The task
Give the number of lines in the entries that contain "instance". State only the count.
=== Begin Enclosure ===
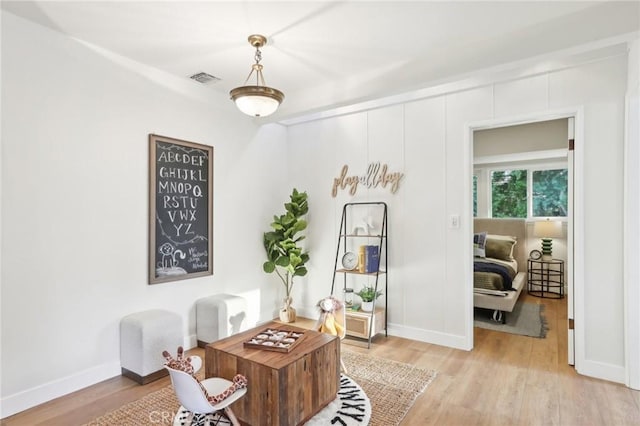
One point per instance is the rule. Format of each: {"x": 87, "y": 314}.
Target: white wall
{"x": 75, "y": 123}
{"x": 429, "y": 280}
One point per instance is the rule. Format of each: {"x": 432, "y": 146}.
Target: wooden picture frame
{"x": 180, "y": 209}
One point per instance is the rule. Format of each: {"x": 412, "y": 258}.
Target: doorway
{"x": 522, "y": 145}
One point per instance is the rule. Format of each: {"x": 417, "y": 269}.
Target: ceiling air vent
{"x": 204, "y": 78}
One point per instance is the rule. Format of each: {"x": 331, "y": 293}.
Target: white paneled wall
{"x": 429, "y": 141}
=== End Enclosure ===
Solution for this problem
5